#### 提供テキスト ####

先にも述べたように物価上昇に伴い収入も上がっていれば問題ないのですが、収入がなかなか上がらないのが現状でしょう。また、貯金を銀行やゆうちょなどの金融機関に預けているだけでは、今の低金利時代、お金はなかなか増えません。逆に物価が上昇すれば銀行に預けている預金の価値は目減りします。

そこで今からでもできる家計のインフレ対策をいくつか紹介します。

〇外貨預金

まず初心者でも始めやすいのが「外貨預金」です。輸入に頼る日本では、円安になれば輸入価格が上がりさまざまなモノの価格が上昇します。そこで預金の一部を円預金ではなくドルなどの外貨預金に預けておくのです。そうすれば日本の景気が悪化して円安になった場合、皆さんの外貨預金の価値は円預金より上がっています。

外貨預金には高金利を謳った新興国の預金などもありますが、価格変動が激しいので基軸通貨のドル預金がおすすめです。金利は期待せず、将来的な円安に備えるというスタンスが良いでしょう。外貨建ての生命保険を検討する人もおられますが、流動性や手数料の観点からはおすすめできません。仕組みがシンプルな外貨預金を銀行や証券会社で開設してください。輸入品が高くなっても外貨を持っていれば十分対応できるでしょう。

####

• 課題 1
上のインフレ対策の文章では、外貨預金の中でどの通貨の預金がすすめられていますか？
• 課題 2
上のインフレ対策の文章から、「外貨預金には高金利を謳った新」で始まり「れば十分対応できるでしょう。」まで続く部分を一字一句違えずに書き写してください。

#### 提供項目 ####

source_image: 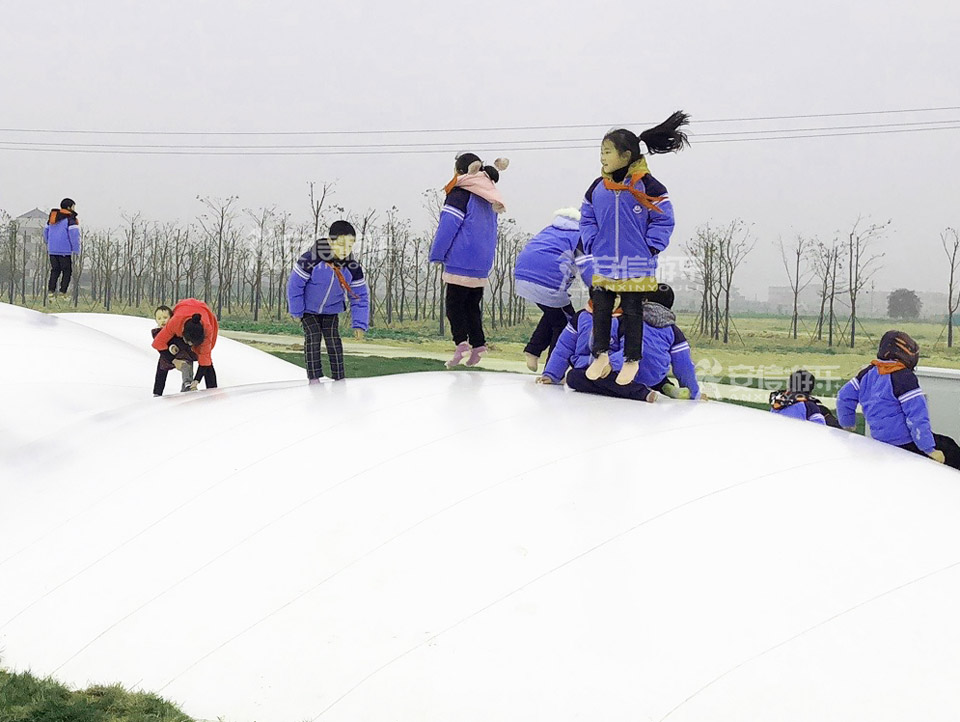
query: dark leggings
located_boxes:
[590,287,647,361]
[446,283,487,348]
[567,369,650,401]
[523,303,575,356]
[47,255,73,293]
[300,313,344,381]
[900,434,960,469]
[193,364,217,389]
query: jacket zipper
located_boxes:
[320,268,336,313]
[613,191,620,263]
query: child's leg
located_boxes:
[617,292,645,386]
[300,313,330,381]
[933,434,960,469]
[523,303,557,356]
[620,292,646,361]
[444,283,470,345]
[47,254,60,293]
[320,313,344,381]
[466,288,487,348]
[153,360,169,396]
[590,288,617,356]
[60,256,73,293]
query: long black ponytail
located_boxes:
[603,110,690,163]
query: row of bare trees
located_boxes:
[779,216,890,348]
[0,183,529,333]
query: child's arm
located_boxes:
[643,176,674,254]
[837,368,869,429]
[287,258,311,318]
[67,218,80,255]
[670,325,700,399]
[580,178,601,253]
[428,188,470,263]
[543,316,578,384]
[890,369,936,454]
[347,260,370,331]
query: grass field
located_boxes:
[0,669,193,722]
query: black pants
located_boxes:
[590,288,647,361]
[900,434,960,469]
[523,303,575,356]
[567,369,650,401]
[446,283,487,348]
[300,313,344,381]
[193,364,217,389]
[47,255,73,293]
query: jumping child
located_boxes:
[429,153,509,368]
[514,208,593,371]
[287,221,370,384]
[837,331,960,469]
[580,111,689,385]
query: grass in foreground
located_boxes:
[0,669,193,722]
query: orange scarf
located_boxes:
[870,359,906,376]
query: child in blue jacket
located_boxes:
[287,221,370,383]
[537,304,658,403]
[43,198,80,298]
[837,331,960,469]
[514,208,593,371]
[634,283,701,399]
[580,111,689,384]
[770,369,840,428]
[429,153,509,368]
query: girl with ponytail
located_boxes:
[429,153,510,368]
[153,298,220,390]
[580,111,690,385]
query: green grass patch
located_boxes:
[270,351,497,378]
[0,669,193,722]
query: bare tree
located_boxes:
[940,228,960,348]
[847,216,891,348]
[779,233,815,339]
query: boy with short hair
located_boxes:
[43,198,80,299]
[837,331,960,469]
[287,221,370,383]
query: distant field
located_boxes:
[28,301,960,395]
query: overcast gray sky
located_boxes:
[0,0,960,298]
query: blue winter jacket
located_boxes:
[634,312,700,399]
[287,251,370,331]
[429,188,497,278]
[43,208,80,256]
[837,365,935,453]
[514,216,593,291]
[770,401,827,426]
[543,309,623,383]
[580,166,674,280]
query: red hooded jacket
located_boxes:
[153,298,220,366]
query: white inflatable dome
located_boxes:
[0,306,960,722]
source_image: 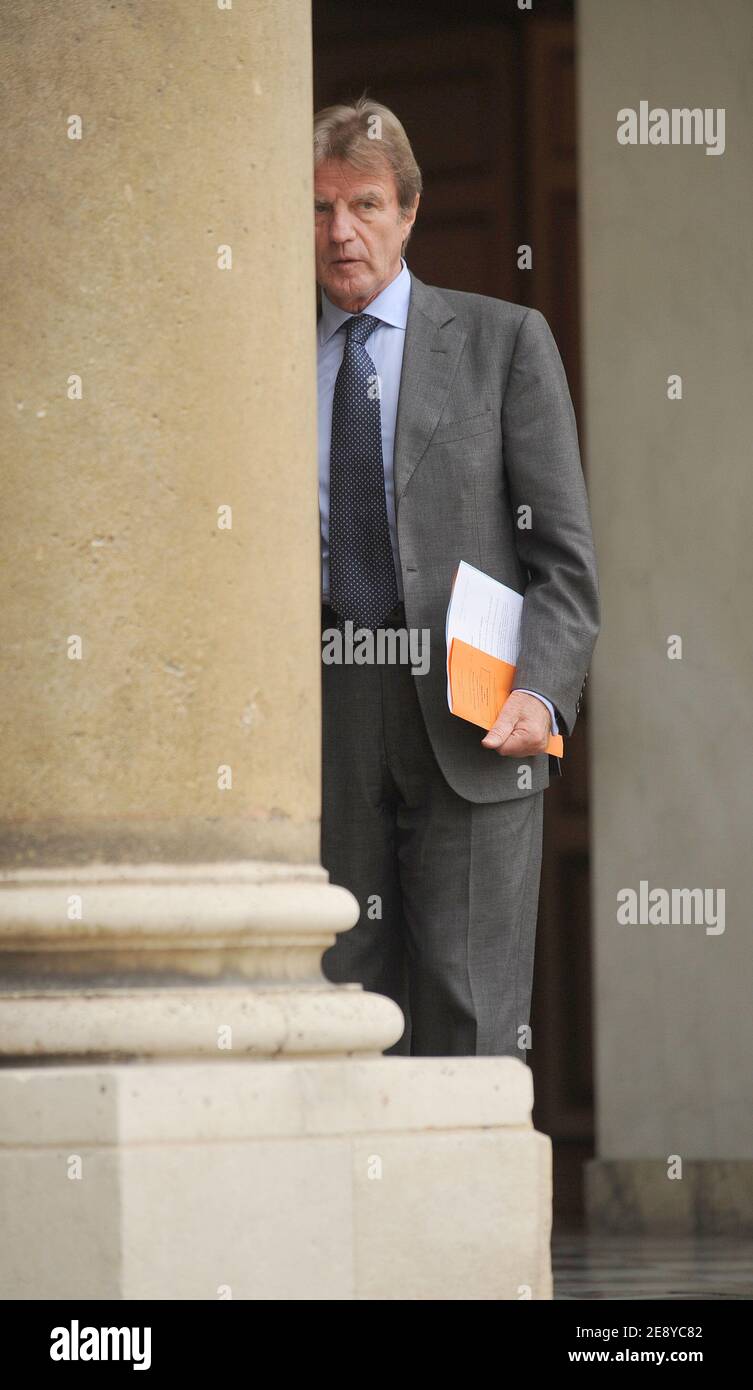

####

• 回答 1
基軸通貨のドル預金です。

• 回答 2
外貨預金には高金利を謳った新興国の預金などもありますが、価格変動が激しいので基軸通貨のドル預金がおすすめです。金利は期待せず、将来的な円安に備えるというスタンスが良いでしょう。外貨建ての生命保険を検討する人もおられますが、流動性や手数料の観点からはおすすめできません。仕組みがシンプルな外貨預金を銀行や証券会社で開設してください。輸入品が高くなっても外貨を持っていれば十分対応できるでしょう。